• Data to use:
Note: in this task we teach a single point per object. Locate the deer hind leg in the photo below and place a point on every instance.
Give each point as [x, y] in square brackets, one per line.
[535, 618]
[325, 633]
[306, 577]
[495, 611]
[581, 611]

• What you will do: Transcribe the material in full; every line must match exactly.

• Result for this exercise:
Note: in this task we teach a single point per object. Locate the deer hind leg in the photo below and place a point on every instance.
Give each point as [x, y] in square brackets, one per line.
[535, 618]
[325, 633]
[306, 577]
[495, 611]
[581, 611]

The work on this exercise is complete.